__Tugas Latihan__
• A. Tulis ulang bagian teks tentang bimbingan karir, mulai dari "Untuk membantu peserta" dan terus sampai "diferensial terapan.", dengan mengganti "konselor" menjadi "pembimbing".
• B. Lanjutkan teks tentang bimbingan karir dan teori trait and factor setelah kalimat terakhirnya.

__Teks Sumber__
BAB I
PENDAHULUAN
LATAR BELAKANG
Bimbingan karir adalah
kegiatan dan layanan bantuan terhadap peserta didik agar dapat mengenal dan
memahami dirinya, mengembangkan masa depan sesuai dengan bentuk kehidupan yang
diharapkannya, mampu menentukan dan mengambil keputusan secara tepat dan
bertanggung jawab (winkel: 673). Bimbingan karir juga bertujuan agar siswa
memperoleh pemahaman dunia kerja dan akhirnya mereka mampu menetukan
pilihan kerja dan menyusun perancanaan karir.
Untuk membantu peserta didik
dalam pengembangan karir, terdapat beberapa teori yang dapat menjadi
acuan konselor dalam memberikan layanan bimbingan karir, seperti teori
perkembangan karir Ginzberg, teori perkembangan kerir dan teori hidup super,
teori pengambilan keputusan karir behavioral Krumboltz, teori pilihan karir Ann
Roe, teori trait and factor, dan teori Holland. Dalam makalah ini akan khusus
dibahas mengenai teori perkembangan karir trait and factor.
Pengembangan instrumen asesmen dan
penyempurnaan informasi tentang okupasi terkait erat dengan teori
trait-and-faktor. Perkembangan nilai-nilai individu dalam proses pembuatan
keputusan karier juga merupakan faktor yang signifikan. Beberapa ahli
berpendapat bahwa teori trait-and-factor mungkin lebih tepat disebut psikologi
diferensial terapan.
RUMUSAN MASALAH
Telah diungkapkan sebelumnya bahwa
dalam makalah ini akan membahas tentang teori trait and factor. Yang menjadi
permasalahan, apa yang dimaksud dengan teori perkambangan karir trait and
factor.
BAB II
PEMBAHASAN
↜↬
Teori trait and factor tersusun
melalui perkembangan yang lama dan berasal dari sumbangan sejumlah pakar.

__Bahan yang Disediakan__
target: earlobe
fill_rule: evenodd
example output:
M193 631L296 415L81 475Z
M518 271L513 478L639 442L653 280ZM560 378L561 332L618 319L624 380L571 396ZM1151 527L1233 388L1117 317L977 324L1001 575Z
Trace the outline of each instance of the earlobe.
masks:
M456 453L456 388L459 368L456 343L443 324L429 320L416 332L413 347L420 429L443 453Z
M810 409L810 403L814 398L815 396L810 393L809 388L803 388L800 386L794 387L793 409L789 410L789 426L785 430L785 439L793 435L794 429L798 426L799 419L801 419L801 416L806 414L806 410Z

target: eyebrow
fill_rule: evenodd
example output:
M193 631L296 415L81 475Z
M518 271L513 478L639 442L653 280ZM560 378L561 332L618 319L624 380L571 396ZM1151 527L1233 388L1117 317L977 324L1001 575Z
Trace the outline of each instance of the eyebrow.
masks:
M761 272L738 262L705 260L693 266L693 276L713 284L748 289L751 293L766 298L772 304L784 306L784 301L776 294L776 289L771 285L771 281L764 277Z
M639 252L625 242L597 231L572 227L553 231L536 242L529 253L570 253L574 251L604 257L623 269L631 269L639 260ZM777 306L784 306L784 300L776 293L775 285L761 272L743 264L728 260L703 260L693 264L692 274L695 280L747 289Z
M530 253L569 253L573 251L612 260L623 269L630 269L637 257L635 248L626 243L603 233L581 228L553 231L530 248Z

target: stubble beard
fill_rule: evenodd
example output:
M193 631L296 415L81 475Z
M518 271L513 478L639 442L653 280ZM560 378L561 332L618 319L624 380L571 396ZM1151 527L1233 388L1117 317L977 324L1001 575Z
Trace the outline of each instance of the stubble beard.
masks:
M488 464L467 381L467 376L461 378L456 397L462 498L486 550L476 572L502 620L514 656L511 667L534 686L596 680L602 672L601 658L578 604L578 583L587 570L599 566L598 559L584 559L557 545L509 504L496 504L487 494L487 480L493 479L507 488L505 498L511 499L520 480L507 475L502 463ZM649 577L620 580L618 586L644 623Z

__Kunci Jawaban__
• A.
Untuk membantu peserta didik
dalam pengembangan karir, terdapat beberapa teori yang dapat menjadi
acuan pembimbing dalam memberikan layanan bimbingan karir, seperti teori
perkembangan karir Ginzberg, teori perkembangan kerir dan teori hidup super,
teori pengambilan keputusan karir behavioral Krumboltz, teori pilihan karir Ann
Roe, teori trait and factor, dan teori Holland. Dalam makalah ini akan khusus
dibahas mengenai teori perkembangan karir trait and factor.
Pengembangan instrumen asesmen dan
penyempurnaan informasi tentang okupasi terkait erat dengan teori
trait-and-faktor. Perkembangan nilai-nilai individu dalam proses pembuatan
keputusan karier juga merupakan faktor yang signifikan. Beberapa ahli
berpendapat bahwa teori trait-and-factor mungkin lebih tepat disebut psikologi
diferensial terapan.

• B.
Menjadi awal dari pikiran ini adalah gagasan dari F. Parsons dalam membantu
orang-orang muda yang mencari pekerjaan. Nama-nama lain yang ikut menyumbang
bagi pengembangan teori trait and factor ini adalah D.G. Paterson, J.G.
Darley, E.G. Williamson. Para ahli-ahli tersebut memberikan sumbangan besar
dalam kemajuan psikologi diferensial yang menekankan pengungkapan ciri-ciri
kepribadian melalui alat ukur ilmiah, yang berlandas pada paham dan pengakuan
adanya perbedaan antarpribadi (perbedaan perseorangan). Psikologi diferensial
bertujuan untuk mengetahui apa kaitan dan arti penting perbedaan-perbedaan itu.
Hal-hal itulah yang juga dibahas dalam teori pengembangan karir trait and
factor.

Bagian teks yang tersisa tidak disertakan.